- _TEXT BLOCK_:
####
As I mentioned in Radical Patent Reform Is Not on the Way, in in In re Bilski, the Court of Appeals for the Federal Circuit (CAFC) modified previous holdings regarding the patentability of software or business-method patents in upholding the rejection of patent claims involving a method of hedging risks in commodities trading. The case was appealed to the Supreme Court and oral arguments were heard earlier this month. This entire area of patent law is very arcane, but the main issues and the oral arguments are explained very well by the heroic IP-abuse reporter Joe Mullin in Bilski v. Kappos Oral Arguments: Supreme Skepticism Toward Method Patents.

Take a look at Mullins’ discussion of the oral arguments–it’s fascinating seeing the Justices grapple with the absurdity of patent law. A few choice excerpts:

Across the board, the justices indicated a deep skepticism toward the invention described in the patent application at issue, which was rejected by the U.S. Patent and Trademark Office and describes a method for trading commodities. Some of the justices went even further—expressing both a fair amount of disdain for the idea of granting broad “method” patents and a concern that ruling in favor of the petitioners would lead to patent grants on fundamental ways of conducting business or organizing human behavior. …
Based on the justices’ attitude during the arguments, it not only seems extremely unlikely that Bernard Bilski will ever get the patent at issue, it also seems clear that the court is poised to establish a new, and most likely stricter, test of what is patent eligible.

One after another, the justices prodded Bilski’s lawyer, Michael Jakes of Finnegan Henderson, Farabow, Garrett & Dunner, in search of some idea about where to draw the line. The thrust of the questions: Does absolutely everything fall within the domain of the U.S. patent system?

“So, an estate plan?” asked Justice Ruth Bader Ginsburg. “A tax avoidance method? How to resist a corporate takeover? All of these are patentable?”

“They are eligible for patenting under section 101,” replied Jakes, referring to the section of the 1952 patent statute that governs what is patent-eligible subject matter.

… “Your argument is that anything that helps business succeed is patentable,” Breyer said. Would the framers of the Constitution, he asked, really have wanted everyone with a new idea to run to Washington to get a patent, in the process enabling them to “stop the wheels of progress” unless competitors got permission?

“Why not patent a method of speed dating?” Justice Sonia Sotomayor asked.
####
- _AVAILABLE DATA_:

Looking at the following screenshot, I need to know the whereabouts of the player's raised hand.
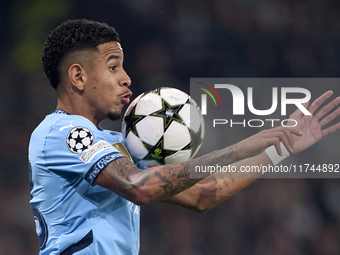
[237,126,302,159]
[289,90,340,154]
####
- _BRIEF 1_: In the piece on the Bilski oral arguments, reproduce the part starting at "One after another, the" and ending at "patent-eligible subject matter.", swapping "estate plan" for "retirement plan".
- _BRIEF 2_: Write what comes next in the piece on the Bilski oral arguments, picking up after its final sentence.

- _TASK ANSWER 1_:
One after another, the justices prodded Bilski’s lawyer, Michael Jakes of Finnegan Henderson, Farabow, Garrett & Dunner, in search of some idea about where to draw the line. The thrust of the questions: Does absolutely everything fall within the domain of the U.S. patent system?

“So, an retirement plan?” asked Justice Ruth Bader Ginsburg. “A tax avoidance method? How to resist a corporate takeover? All of these are patentable?”

“They are eligible for patenting under section 101,” replied Jakes, referring to the section of the 1952 patent statute that governs what is patent-eligible subject matter.

- _TASK ANSWER 2_:
There are a few, limited areas, Jakes said, where patent protection isn’t available; he pointed to the fine arts as one example. Otherwise, he argued, patents encourage people to innovate, and it is via the patent system that they disclose their new creations to the public.

… Justice Sotomayor took issue with Jakes’s suggestion that patents are always a manifestation of innovation.

“A patent limits the free flow of information,” she said. “It requires licensing. You can’t argue your position is enhancing the free flow of information.”

Jakes replied: “It does, because of the disclosure requirement.”

“Even though the public can’t use [the patented invention],” noted Scalia.

“That’s our system,” said Jakes. “We do grant exclusive rights in exchange for disclosure.”

Time and again, Jakes refused to draw a line that ruled anything off-limits to the patent regime. His position left the justices questioning whether he was advocating the “ownership” of basic human activities.

“Let’s take training horses,” said Justice Antonin Scalia. “Don’t you think that some people, horse whisperers or others, had some … insights into the best way to train horses? Why didn’t anybody patent those things?”

“I think our economy was based on industrial processes,” responded Jakes.

“It was based on horses, for Pete’s sake!” said Scalia.  “I would really have thought somebody would have patented that.”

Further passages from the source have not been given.